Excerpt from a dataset
..............................

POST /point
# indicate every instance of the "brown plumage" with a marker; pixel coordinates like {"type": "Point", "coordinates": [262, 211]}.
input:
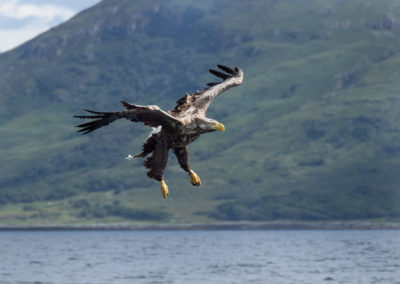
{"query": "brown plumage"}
{"type": "Point", "coordinates": [174, 129]}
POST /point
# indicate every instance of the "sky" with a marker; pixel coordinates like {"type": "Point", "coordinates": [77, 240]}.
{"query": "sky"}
{"type": "Point", "coordinates": [22, 20]}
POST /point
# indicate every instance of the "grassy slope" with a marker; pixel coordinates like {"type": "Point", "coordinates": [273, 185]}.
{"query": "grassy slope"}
{"type": "Point", "coordinates": [318, 110]}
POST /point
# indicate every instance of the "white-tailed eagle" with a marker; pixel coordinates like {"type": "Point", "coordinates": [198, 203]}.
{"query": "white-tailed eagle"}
{"type": "Point", "coordinates": [174, 129]}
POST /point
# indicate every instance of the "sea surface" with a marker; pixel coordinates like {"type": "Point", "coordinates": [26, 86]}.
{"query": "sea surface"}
{"type": "Point", "coordinates": [269, 256]}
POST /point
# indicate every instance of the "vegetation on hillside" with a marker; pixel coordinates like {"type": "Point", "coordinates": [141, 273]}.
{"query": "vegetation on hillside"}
{"type": "Point", "coordinates": [312, 134]}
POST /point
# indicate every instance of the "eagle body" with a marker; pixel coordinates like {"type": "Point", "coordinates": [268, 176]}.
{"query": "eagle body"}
{"type": "Point", "coordinates": [173, 130]}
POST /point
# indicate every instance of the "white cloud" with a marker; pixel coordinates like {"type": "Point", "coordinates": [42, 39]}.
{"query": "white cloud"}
{"type": "Point", "coordinates": [37, 18]}
{"type": "Point", "coordinates": [11, 38]}
{"type": "Point", "coordinates": [17, 10]}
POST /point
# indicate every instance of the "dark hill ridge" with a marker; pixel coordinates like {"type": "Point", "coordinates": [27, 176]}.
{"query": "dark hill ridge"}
{"type": "Point", "coordinates": [312, 134]}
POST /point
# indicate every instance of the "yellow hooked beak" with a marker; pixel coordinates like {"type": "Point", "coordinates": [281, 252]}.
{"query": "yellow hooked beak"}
{"type": "Point", "coordinates": [219, 126]}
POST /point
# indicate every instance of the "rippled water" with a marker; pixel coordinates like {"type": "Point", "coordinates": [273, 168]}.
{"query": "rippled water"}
{"type": "Point", "coordinates": [200, 257]}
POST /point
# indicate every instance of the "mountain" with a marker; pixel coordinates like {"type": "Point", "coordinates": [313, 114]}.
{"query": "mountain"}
{"type": "Point", "coordinates": [312, 134]}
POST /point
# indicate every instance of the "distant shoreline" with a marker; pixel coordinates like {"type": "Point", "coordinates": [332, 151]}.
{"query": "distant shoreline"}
{"type": "Point", "coordinates": [351, 225]}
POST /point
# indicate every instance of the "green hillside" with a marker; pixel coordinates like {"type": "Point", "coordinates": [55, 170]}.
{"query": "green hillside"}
{"type": "Point", "coordinates": [312, 134]}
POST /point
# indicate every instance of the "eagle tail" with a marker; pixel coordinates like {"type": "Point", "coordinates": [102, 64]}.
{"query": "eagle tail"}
{"type": "Point", "coordinates": [101, 119]}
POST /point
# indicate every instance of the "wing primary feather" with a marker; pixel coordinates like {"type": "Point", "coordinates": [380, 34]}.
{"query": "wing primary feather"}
{"type": "Point", "coordinates": [226, 69]}
{"type": "Point", "coordinates": [219, 74]}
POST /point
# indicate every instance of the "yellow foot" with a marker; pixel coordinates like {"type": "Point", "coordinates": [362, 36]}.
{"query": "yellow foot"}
{"type": "Point", "coordinates": [164, 189]}
{"type": "Point", "coordinates": [194, 179]}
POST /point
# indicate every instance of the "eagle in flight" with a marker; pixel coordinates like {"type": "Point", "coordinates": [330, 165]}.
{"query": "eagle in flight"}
{"type": "Point", "coordinates": [174, 129]}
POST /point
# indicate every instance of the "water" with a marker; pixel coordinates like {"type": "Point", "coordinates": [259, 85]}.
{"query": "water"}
{"type": "Point", "coordinates": [200, 257]}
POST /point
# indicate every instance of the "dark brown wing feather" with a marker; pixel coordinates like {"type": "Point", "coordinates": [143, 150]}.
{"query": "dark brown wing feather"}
{"type": "Point", "coordinates": [150, 115]}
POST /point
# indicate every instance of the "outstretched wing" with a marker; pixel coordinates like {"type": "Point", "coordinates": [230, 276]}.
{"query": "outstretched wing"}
{"type": "Point", "coordinates": [199, 101]}
{"type": "Point", "coordinates": [151, 116]}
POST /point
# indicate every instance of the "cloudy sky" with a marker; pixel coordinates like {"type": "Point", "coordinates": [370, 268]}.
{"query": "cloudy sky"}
{"type": "Point", "coordinates": [21, 20]}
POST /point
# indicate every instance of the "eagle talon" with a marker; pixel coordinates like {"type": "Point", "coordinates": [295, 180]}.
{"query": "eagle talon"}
{"type": "Point", "coordinates": [194, 179]}
{"type": "Point", "coordinates": [164, 189]}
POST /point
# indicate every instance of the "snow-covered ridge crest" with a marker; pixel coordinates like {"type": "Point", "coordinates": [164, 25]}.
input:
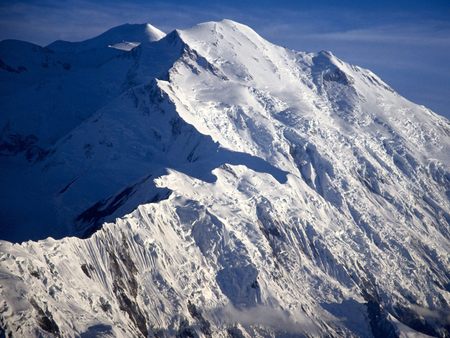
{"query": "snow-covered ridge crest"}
{"type": "Point", "coordinates": [258, 191]}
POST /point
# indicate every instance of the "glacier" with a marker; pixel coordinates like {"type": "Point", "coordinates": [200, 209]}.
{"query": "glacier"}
{"type": "Point", "coordinates": [208, 183]}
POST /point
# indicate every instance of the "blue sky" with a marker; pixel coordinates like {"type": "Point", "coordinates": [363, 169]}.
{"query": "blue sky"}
{"type": "Point", "coordinates": [407, 43]}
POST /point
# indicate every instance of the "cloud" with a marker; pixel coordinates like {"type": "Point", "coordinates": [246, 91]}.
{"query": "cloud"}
{"type": "Point", "coordinates": [408, 49]}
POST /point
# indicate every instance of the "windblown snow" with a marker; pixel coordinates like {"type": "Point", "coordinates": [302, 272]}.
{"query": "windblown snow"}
{"type": "Point", "coordinates": [208, 183]}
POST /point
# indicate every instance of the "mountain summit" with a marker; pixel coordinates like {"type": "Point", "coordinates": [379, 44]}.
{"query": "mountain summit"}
{"type": "Point", "coordinates": [215, 184]}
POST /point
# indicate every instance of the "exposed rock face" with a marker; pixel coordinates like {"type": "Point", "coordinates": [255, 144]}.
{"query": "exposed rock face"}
{"type": "Point", "coordinates": [259, 192]}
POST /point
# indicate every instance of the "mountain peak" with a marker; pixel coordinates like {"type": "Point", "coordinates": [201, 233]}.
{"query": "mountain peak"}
{"type": "Point", "coordinates": [117, 37]}
{"type": "Point", "coordinates": [247, 184]}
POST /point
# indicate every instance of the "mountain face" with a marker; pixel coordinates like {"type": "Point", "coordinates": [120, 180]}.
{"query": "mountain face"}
{"type": "Point", "coordinates": [216, 185]}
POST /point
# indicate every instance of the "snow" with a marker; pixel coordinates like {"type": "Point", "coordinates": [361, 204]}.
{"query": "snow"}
{"type": "Point", "coordinates": [247, 189]}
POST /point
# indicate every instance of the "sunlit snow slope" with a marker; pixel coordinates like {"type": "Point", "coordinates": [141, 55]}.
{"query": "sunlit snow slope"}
{"type": "Point", "coordinates": [258, 191]}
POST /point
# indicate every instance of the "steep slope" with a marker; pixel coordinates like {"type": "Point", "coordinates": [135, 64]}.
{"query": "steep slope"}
{"type": "Point", "coordinates": [261, 192]}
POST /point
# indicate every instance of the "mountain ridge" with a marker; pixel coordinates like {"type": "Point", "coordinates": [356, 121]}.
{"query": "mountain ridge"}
{"type": "Point", "coordinates": [258, 191]}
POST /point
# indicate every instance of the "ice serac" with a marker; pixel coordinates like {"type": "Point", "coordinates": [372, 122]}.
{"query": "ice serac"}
{"type": "Point", "coordinates": [258, 191]}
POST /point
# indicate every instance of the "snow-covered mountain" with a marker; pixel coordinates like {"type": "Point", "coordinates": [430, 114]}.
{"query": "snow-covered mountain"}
{"type": "Point", "coordinates": [247, 189]}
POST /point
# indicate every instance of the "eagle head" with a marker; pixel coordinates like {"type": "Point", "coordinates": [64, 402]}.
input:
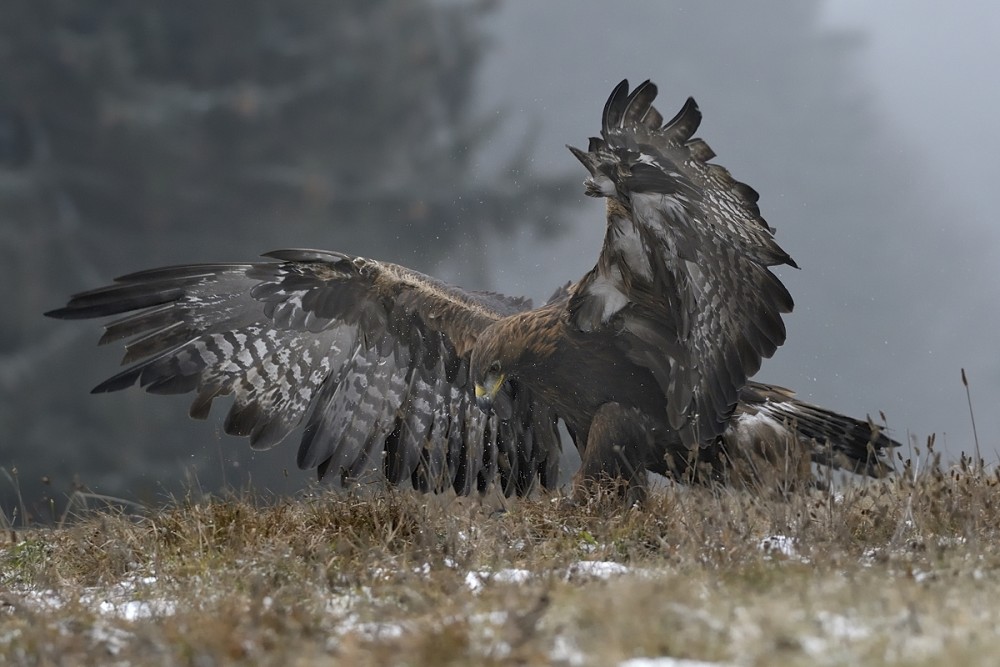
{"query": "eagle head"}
{"type": "Point", "coordinates": [491, 369]}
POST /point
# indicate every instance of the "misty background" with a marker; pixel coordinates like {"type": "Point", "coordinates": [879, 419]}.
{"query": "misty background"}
{"type": "Point", "coordinates": [432, 134]}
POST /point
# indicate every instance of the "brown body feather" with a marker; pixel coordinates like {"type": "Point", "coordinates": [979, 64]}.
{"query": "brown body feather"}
{"type": "Point", "coordinates": [647, 358]}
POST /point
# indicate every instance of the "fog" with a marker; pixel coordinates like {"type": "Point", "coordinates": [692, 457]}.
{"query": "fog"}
{"type": "Point", "coordinates": [890, 304]}
{"type": "Point", "coordinates": [435, 139]}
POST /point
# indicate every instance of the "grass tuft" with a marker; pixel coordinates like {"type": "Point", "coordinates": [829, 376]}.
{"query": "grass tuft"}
{"type": "Point", "coordinates": [901, 570]}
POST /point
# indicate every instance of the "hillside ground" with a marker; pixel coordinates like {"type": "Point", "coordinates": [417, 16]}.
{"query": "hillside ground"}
{"type": "Point", "coordinates": [903, 571]}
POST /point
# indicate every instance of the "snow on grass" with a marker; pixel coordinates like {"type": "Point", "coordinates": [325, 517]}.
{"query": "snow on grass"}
{"type": "Point", "coordinates": [668, 662]}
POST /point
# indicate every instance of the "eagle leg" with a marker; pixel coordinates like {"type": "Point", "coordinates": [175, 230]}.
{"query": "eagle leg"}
{"type": "Point", "coordinates": [614, 459]}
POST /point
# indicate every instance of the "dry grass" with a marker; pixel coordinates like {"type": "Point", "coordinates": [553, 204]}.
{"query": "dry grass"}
{"type": "Point", "coordinates": [901, 571]}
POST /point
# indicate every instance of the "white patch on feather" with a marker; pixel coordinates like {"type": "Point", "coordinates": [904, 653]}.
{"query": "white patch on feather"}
{"type": "Point", "coordinates": [632, 248]}
{"type": "Point", "coordinates": [606, 288]}
{"type": "Point", "coordinates": [748, 429]}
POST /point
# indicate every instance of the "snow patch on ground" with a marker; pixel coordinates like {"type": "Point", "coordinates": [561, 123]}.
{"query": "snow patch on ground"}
{"type": "Point", "coordinates": [668, 662]}
{"type": "Point", "coordinates": [779, 545]}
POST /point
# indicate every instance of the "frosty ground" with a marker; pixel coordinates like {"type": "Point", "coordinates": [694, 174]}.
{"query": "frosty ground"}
{"type": "Point", "coordinates": [902, 571]}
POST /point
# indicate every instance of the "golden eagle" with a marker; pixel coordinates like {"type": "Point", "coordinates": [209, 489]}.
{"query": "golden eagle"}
{"type": "Point", "coordinates": [646, 359]}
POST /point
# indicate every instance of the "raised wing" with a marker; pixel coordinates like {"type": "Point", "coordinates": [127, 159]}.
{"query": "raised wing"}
{"type": "Point", "coordinates": [374, 353]}
{"type": "Point", "coordinates": [683, 276]}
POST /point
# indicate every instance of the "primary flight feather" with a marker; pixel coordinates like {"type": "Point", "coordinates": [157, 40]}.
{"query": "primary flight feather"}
{"type": "Point", "coordinates": [646, 359]}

..............................

OBJECTIVE: Which lines of the material above contain the string "tailed"? List each one in full, and count a match only when the case is the same.

CORRECT RESPONSE:
# indicate every instance of the "white-tailed eagle" with a marker; pixel coordinates like {"type": "Point", "coordinates": [198, 203]}.
{"query": "white-tailed eagle"}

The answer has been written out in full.